BEGIN SUPPLIED RECORDS

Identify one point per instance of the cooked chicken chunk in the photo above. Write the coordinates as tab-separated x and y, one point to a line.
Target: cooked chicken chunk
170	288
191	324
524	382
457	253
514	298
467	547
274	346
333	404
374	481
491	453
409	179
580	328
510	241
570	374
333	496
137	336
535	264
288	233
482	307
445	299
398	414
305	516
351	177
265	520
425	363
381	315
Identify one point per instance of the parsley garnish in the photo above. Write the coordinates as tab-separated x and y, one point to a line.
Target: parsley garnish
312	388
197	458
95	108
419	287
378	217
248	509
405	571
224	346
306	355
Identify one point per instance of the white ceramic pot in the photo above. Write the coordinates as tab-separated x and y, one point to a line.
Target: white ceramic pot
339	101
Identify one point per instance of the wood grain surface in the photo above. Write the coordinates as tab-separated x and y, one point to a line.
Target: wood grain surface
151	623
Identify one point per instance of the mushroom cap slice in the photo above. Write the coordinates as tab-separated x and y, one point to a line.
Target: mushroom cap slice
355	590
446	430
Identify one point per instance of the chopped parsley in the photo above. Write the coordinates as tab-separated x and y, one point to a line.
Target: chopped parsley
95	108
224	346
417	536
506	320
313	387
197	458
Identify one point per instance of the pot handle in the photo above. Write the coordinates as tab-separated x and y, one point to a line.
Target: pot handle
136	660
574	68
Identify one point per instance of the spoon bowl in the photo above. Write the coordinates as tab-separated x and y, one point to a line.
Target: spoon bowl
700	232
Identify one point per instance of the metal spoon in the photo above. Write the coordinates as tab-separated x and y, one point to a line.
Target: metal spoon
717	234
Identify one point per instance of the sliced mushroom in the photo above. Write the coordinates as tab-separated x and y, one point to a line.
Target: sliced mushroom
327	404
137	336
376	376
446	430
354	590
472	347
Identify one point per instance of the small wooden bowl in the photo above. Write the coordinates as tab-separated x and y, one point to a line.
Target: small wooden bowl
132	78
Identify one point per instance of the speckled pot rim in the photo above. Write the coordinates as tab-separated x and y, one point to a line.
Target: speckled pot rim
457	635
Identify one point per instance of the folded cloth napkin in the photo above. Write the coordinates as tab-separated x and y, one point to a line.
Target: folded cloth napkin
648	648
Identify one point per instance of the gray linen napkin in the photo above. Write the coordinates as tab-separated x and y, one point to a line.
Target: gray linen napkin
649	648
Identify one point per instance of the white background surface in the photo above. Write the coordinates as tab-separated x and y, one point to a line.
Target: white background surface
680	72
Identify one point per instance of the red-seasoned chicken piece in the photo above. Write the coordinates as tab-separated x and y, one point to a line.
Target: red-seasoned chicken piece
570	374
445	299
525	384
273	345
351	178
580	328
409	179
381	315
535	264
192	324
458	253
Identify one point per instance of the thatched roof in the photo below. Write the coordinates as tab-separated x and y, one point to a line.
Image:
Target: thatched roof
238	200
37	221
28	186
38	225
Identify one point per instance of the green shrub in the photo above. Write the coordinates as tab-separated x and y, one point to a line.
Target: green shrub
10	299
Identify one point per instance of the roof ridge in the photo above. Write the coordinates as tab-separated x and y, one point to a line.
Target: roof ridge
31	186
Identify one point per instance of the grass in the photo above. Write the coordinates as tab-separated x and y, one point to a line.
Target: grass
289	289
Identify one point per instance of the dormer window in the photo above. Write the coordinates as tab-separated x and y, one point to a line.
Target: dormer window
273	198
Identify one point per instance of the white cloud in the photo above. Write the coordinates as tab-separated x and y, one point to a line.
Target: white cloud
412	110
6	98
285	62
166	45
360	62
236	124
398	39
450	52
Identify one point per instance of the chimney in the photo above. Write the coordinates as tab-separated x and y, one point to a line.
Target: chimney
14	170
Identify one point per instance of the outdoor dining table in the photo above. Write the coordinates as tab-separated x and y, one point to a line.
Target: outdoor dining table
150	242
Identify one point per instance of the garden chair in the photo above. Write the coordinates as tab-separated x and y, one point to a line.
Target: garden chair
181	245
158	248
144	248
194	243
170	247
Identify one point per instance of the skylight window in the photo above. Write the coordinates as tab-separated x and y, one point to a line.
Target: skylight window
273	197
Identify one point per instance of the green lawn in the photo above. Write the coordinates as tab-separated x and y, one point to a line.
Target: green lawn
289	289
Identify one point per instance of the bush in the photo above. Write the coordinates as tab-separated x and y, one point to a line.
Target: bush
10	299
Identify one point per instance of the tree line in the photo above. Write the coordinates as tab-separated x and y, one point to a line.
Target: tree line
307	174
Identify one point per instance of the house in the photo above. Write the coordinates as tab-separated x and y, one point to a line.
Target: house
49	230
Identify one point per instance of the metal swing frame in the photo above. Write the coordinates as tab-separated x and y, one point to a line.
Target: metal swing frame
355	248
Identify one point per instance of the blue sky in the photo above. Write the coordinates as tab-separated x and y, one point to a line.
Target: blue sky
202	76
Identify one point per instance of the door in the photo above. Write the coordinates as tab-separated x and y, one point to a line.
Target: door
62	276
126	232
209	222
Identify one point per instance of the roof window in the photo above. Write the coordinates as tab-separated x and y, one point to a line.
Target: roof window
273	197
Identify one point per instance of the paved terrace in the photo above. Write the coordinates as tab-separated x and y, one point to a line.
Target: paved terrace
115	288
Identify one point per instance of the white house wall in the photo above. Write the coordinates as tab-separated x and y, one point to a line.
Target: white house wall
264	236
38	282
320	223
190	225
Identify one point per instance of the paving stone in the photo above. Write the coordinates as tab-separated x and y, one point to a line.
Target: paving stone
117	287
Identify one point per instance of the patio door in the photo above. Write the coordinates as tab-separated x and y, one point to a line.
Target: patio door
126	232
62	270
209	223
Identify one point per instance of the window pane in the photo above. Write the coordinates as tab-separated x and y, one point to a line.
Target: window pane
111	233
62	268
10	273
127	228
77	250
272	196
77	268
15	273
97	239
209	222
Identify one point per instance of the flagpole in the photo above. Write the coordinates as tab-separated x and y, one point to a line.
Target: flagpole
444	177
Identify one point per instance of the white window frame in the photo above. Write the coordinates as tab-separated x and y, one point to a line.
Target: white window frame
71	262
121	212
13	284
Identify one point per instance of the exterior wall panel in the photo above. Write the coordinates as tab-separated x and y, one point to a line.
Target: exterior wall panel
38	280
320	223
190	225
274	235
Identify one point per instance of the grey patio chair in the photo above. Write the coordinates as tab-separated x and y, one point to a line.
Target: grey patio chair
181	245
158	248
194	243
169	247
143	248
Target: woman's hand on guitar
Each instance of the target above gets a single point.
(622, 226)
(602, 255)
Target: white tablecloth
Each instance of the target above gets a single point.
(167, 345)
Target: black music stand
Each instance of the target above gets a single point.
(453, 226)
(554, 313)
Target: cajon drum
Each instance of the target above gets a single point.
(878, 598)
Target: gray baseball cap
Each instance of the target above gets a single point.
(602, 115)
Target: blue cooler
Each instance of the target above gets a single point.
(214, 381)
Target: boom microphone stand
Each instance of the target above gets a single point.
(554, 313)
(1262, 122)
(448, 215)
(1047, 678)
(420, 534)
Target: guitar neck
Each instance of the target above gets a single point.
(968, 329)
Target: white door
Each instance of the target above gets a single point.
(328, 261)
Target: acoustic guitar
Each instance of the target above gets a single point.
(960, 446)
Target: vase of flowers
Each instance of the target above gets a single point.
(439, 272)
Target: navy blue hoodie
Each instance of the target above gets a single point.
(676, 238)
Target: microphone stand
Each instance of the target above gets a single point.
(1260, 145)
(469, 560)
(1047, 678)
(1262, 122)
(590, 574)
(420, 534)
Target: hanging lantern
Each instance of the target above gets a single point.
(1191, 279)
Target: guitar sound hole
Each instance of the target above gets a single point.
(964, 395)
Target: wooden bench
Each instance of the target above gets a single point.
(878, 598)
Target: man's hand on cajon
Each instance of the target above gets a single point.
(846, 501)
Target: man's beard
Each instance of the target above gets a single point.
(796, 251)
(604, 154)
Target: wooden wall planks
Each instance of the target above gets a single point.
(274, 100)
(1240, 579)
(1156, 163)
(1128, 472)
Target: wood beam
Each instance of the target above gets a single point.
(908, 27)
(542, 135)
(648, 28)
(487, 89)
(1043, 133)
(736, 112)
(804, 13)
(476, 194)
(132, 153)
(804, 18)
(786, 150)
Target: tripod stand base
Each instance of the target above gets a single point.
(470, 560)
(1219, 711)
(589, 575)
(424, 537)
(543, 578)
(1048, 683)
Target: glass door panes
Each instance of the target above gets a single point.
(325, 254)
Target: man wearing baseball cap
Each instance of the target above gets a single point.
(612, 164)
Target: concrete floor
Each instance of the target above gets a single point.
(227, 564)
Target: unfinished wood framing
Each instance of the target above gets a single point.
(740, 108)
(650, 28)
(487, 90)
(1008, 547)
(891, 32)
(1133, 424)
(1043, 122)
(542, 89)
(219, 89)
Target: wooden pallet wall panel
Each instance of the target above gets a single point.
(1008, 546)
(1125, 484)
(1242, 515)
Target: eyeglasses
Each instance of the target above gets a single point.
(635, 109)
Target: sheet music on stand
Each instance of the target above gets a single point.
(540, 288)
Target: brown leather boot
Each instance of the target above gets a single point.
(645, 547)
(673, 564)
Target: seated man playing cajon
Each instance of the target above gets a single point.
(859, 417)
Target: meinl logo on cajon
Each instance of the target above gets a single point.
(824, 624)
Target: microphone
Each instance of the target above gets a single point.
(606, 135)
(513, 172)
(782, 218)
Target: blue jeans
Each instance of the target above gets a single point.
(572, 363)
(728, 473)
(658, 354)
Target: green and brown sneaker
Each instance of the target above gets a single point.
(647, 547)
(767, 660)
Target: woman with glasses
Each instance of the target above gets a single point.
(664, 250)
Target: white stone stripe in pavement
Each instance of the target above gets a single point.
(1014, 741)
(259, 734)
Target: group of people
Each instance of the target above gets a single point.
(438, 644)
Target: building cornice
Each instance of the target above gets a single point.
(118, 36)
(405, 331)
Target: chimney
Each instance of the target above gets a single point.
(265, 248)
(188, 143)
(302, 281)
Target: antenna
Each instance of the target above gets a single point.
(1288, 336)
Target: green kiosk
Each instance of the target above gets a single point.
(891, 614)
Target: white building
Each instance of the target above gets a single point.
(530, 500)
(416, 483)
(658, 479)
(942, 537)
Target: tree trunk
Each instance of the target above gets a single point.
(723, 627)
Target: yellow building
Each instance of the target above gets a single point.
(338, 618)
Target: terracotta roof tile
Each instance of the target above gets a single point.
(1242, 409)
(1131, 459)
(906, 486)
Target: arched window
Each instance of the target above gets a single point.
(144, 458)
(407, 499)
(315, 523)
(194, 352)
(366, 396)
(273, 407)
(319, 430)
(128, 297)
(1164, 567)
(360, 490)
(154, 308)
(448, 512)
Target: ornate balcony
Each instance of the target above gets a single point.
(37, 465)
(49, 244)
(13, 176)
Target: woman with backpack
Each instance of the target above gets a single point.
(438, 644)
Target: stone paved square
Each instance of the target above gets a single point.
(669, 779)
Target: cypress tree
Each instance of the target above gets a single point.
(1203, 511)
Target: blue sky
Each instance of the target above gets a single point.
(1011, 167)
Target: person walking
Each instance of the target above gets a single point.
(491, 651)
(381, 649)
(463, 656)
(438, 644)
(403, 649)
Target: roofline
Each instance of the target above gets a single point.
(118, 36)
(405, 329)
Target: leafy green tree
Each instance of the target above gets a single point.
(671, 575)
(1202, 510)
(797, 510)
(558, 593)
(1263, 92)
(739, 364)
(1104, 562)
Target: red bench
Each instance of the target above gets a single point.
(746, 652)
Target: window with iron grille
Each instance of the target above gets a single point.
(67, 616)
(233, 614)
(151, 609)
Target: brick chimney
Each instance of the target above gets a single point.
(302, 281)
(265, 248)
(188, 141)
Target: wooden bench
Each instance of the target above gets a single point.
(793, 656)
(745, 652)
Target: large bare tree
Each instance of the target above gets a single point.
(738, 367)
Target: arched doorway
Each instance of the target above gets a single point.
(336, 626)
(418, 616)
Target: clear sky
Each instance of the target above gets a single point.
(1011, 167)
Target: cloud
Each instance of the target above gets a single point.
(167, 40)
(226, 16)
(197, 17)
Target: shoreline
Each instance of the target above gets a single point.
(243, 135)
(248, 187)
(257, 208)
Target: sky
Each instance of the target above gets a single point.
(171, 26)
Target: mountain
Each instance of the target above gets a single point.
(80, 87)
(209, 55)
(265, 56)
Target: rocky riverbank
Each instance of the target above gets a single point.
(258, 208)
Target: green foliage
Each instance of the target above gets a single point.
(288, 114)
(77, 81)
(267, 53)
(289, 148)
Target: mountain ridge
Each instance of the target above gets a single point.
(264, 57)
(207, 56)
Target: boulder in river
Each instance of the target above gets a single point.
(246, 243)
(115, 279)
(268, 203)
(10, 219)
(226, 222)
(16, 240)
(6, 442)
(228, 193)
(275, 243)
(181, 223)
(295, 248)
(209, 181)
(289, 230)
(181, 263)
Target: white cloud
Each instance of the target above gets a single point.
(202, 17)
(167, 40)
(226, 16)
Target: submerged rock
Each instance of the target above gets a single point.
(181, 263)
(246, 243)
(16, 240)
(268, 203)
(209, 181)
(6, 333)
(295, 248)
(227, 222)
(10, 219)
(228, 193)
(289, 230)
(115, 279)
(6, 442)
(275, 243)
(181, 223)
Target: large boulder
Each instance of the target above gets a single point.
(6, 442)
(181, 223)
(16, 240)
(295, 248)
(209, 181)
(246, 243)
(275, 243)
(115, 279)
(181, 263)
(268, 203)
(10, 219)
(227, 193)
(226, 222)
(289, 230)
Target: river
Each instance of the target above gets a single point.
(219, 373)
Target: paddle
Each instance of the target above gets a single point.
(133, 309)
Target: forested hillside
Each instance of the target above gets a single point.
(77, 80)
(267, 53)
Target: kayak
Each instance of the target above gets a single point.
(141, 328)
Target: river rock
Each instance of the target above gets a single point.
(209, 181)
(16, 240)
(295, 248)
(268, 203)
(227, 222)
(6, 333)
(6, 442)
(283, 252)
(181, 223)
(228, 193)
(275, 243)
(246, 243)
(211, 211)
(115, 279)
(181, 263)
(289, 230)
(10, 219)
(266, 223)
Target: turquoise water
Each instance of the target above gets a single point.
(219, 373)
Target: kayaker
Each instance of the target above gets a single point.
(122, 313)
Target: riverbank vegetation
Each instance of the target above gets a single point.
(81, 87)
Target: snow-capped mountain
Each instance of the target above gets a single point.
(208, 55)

END SUPPLIED RECORDS

*EXERCISE DETAILS*. Check the records above and copy each line that has the string "cajon".

*RESPONSE BOX*.
Target: cajon drum
Target: man's hand on cajon
Target: seated man playing cajon
Target: meinl logo on cajon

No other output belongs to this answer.